A fall into an industrial spice grinder led to multiple complex injuries for a 32-year-old patient, treated initially at an outside hospital and transferred to NYU Langone’s Rusk Rehabilitation.
Teamwork: A Patient with Medically Complex Injuries Regains Function
Trapped in the industrial grinder for an hour as firefighters and police officers extricated his left arm and right leg from the machine’s augur, the patient required a tourniquet at the scene, followed by an immediate amputation of the left forearm and a massive blood transfusion. The patient suffered a degloving injury of the perineal area, a comminuted fracture of the right tibia midshaft, and a deep posterior thigh–gluteal laceration. A left orchiectomy was performed immediately, and the right testicle was placed in a pocket in the thigh to preserve it in anticipation of further scrotal surgery. The patient’s left lower extremity was stabilized with an external fixator, and the laceration was closed.
Almost two weeks later, the patient underwent penile reconstruction with a split-thickness skin graft, followed two weeks later by exploration of the thigh wound, seroma drainage, and closer, with skin grafting to preserve the perineum. The penis and pelvic wound were regrafted 10 days later. Hyperbaric treatment was continued until the grafts closed and healed. At six weeks post-incident, the patient was admitted for acute inpatient rehabilitation care at Rusk Rehabilitation’s Comprehensive Integrated Inpatient Rehabilitation Program.
Clinical Expertise, Advanced Research, and Patient-Centered Care
An extensive multidisciplinary team, encompassing physical and occupational therapists, psychologists, vocational counselors, recreational therapists, and integrative health counselors, was assembled to address the patient’s multiple physical and psychological needs.
The goal of physical therapy was focused on strengthening his extremities and core, as well as improving his balance and gait. The occupational therapy plan of care focused on increasing upper extremity range of motion and strength, activities of daily living retraining, as well as education on desensitization exercises for his left elbow below the amputation site, and preparation for an upper extremity prosthesis.
To support the patient’s mental health, he received close psychological support to assist him in dealing with his difficult emotional experiences and to facilitate his coping with limb loss. He was introduced to a peer volunteer from the Amputee Coalition of America, who readily discussed his experiences, as well as the community resources available. Integrative Health Services at NYU Langone provided a treatment plan consisting of guided meditation, guided imagery, progressive muscle relaxation, and focused relaxation breathing. The patient was also monitored by the wound surgery team to provide recommendations on managing his multiple wounds.
To assist this patient in overcoming the many challenges associated with his injuries, he received a body-powered prosthesis for his left upper extremity, in addition to a myoelectric hand. Psychological counseling was initiated, and planning began for post-discharge reconstructive pelvic surgery. Social workers at NYU Langone coordinated follow-up care and the transition to outpatient therapy. Prosthetic specialists provided the training and education necessary to avoid post-operative complications, setting goals to move the patient toward greater independence and mobility. Overall, the patient received emotional support from a compassionate team, which helped him develop the coping skills necessary after loss of a limb.

* _RECORDS SUPPLIED_
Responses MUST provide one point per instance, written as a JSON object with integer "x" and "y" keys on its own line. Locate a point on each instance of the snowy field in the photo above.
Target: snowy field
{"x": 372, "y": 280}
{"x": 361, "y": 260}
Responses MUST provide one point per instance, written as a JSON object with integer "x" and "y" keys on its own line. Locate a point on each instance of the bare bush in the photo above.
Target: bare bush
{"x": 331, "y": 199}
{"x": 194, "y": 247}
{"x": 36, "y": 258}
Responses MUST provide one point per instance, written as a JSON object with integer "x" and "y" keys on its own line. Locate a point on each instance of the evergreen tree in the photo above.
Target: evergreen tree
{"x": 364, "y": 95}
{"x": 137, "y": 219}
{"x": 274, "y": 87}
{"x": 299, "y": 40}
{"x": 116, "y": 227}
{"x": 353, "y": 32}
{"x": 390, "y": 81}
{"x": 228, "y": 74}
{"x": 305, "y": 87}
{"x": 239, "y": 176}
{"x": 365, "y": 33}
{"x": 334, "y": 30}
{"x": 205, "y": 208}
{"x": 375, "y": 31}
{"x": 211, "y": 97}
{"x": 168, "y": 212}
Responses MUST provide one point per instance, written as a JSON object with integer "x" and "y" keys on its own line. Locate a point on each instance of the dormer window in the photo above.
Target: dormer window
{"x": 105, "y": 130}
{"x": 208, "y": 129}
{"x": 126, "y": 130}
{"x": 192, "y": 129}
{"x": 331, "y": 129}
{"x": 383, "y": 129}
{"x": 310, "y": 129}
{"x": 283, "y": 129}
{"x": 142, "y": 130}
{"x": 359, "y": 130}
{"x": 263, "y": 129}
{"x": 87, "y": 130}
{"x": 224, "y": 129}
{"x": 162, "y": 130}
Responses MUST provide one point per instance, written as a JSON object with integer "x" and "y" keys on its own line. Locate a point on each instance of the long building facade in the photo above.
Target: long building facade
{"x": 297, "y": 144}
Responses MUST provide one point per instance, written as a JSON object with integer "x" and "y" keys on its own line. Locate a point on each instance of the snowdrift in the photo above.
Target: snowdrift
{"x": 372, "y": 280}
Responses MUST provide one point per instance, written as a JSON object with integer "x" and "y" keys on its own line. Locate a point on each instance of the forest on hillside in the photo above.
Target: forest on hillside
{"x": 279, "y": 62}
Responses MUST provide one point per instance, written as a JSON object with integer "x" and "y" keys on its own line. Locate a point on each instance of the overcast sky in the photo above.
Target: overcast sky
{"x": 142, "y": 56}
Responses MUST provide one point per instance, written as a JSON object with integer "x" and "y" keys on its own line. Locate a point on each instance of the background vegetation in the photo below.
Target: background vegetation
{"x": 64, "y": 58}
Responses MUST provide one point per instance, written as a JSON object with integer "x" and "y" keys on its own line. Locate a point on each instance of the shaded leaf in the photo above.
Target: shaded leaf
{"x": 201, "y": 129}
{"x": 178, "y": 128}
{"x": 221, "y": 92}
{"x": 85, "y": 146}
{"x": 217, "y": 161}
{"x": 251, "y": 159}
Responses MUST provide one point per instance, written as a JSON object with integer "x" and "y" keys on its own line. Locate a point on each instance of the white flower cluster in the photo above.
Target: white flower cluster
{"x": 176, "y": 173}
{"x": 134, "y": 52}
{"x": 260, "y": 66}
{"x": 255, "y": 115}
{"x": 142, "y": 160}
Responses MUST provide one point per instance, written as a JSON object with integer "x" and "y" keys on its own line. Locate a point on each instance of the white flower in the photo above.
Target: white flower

* _WORK ORDER 1_
List the methods in the treatment plan from Integrative Health Services in the spice grinder case.
* _WORK ORDER 2_
Continue the spice grinder case from its last sentence.

* _TASK RESULT 1_
- guided meditation
- guided imagery
- progressive muscle relaxation
- focused relaxation breathing

* _TASK RESULT 2_
A Team Approach to Pain Management
The patient faced ongoing challenges coping with his pain, which included acute pain in the right arm, groin, and right ankle, as well as phantom limb pain. To address those issues, multiple therapeutic modalities were introduced. Cognitive and behavioral therapies included relaxation exercises and imagery training. In addition, desensitization techniques and mirror therapy were used to decrease his phantom limb pain.
The patient readily acknowledged a history of substance abuse, and multiple rehabilitation hospitalizations without successful abstinence. However, he indicated that this accident made him take a step back and realize the “bad decisions” he had been making. He noted that “sometimes it takes a life-changing incident for you to re-evaluate your life.” Positive reinforcement was provided to him for his willingness to engage in outpatient substance abuse treatment and his agreement to return to active participation in Narcotics Anonymous. Continued close contact between Rusk Rehabilitation social workers and the patient’s Workers’ Compensation case worker, as well as the involvement of his supportive family, were instrumental in helping the patient ultimately achieve a successful abstinence from substance abuse.
A Smooth Transition to Outpatient Care and Return to Work
A month after admission, the patient was discharged from acute rehabilitation care and continues his recovery at outpatient rehabilitation. After a recent follow-up visit, Jeffrey M. Cohen, MD, professor in the Department of Rehabilitation Medicine and medical director of Medically Complex Rehabilitation Services at Rusk Rehabilitation, who oversaw the multidisciplinary team for this case, noted: “Psychologically and physiologically, he is doing well. He has returned to the work force.”
The patient continues psychological treatment twice monthly, and sees an addiction psychiatrist monthly for his history of substance abuse. In the months following the incident, he received targeted muscle reinnervation surgery to successfully control his neuroma pain. Pelvic reconstruction surgery has restored his sexual function to near normal.